:: Task ::
Reproduce the listing below word for word, from the line containing "Keypoint placement for each instance of the tool" through the final line of the listing, including both of those lines.

--- start of Provided material ---

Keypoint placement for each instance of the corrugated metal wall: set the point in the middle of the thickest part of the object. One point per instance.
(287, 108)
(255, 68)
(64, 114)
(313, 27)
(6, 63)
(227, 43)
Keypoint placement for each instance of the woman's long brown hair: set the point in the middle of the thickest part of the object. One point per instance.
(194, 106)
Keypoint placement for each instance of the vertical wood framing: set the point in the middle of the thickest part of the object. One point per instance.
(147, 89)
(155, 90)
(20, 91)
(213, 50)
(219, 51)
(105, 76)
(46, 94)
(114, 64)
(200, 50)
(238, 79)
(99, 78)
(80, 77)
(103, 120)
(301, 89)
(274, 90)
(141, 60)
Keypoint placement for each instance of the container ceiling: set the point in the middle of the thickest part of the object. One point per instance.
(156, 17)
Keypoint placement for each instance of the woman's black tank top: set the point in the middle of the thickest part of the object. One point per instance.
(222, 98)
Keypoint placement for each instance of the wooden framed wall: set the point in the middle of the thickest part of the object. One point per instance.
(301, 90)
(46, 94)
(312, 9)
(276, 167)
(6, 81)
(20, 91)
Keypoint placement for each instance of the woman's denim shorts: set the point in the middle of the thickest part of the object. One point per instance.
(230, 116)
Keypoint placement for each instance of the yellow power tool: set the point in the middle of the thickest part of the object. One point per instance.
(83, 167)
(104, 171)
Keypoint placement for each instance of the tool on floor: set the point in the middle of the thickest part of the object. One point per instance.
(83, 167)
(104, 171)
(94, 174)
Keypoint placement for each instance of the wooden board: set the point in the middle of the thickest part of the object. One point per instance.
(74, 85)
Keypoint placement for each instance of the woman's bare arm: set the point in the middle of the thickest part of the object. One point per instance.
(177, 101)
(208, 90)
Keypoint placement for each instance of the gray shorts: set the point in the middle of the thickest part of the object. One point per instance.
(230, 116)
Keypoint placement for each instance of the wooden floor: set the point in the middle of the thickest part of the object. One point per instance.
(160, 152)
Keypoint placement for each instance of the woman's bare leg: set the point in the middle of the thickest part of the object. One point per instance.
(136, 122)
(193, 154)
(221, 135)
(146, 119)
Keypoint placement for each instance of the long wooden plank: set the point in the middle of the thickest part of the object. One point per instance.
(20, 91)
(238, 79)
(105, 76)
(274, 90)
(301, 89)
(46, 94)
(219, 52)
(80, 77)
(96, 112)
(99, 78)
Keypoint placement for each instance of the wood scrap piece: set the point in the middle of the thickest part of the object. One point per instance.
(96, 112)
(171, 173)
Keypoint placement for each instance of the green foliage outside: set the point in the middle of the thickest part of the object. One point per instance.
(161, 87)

--- end of Provided material ---

:: Answer for this exercise ::
Keypoint placement for each instance of the tool on floor: set the point in the middle of the thickest part of the object. One point per instance.
(83, 167)
(104, 171)
(94, 174)
Keypoint placement for each instance of the wooden board: set the point in the middle of the thickest part of the object. One point per instance.
(74, 85)
Keypoint placement for each instance of the woman's bare arm: set the point in the middle of the thickest part of the object. One point per instance.
(177, 101)
(208, 90)
Keypoint placement for each instance of the gray shorts: set the point in the middle of the thickest part of the object. One point per instance.
(230, 116)
Keypoint placement for each instance of the wooden floor: set the point in the middle of the thickest part of the object. One point per instance.
(160, 152)
Keypoint placement for each instance of the woman's bare leg: set the point in the middle of the thickest part of the object. One point per instance.
(136, 122)
(193, 154)
(221, 135)
(146, 119)
Keypoint placement for each instance of the long wooden plank: set the point in the middle of the thickest part of the object. One point per instance.
(20, 91)
(238, 79)
(105, 76)
(274, 90)
(301, 89)
(46, 94)
(219, 52)
(80, 77)
(96, 112)
(99, 78)
Keypoint placement for each instance of the wood scrap piece: set the point in the middle of the thickest part of the object. One point per instance.
(96, 112)
(171, 173)
Keypoint placement for each instance of the green foliage outside: set the point in the middle of the thickest part of the object. One point per instance.
(161, 87)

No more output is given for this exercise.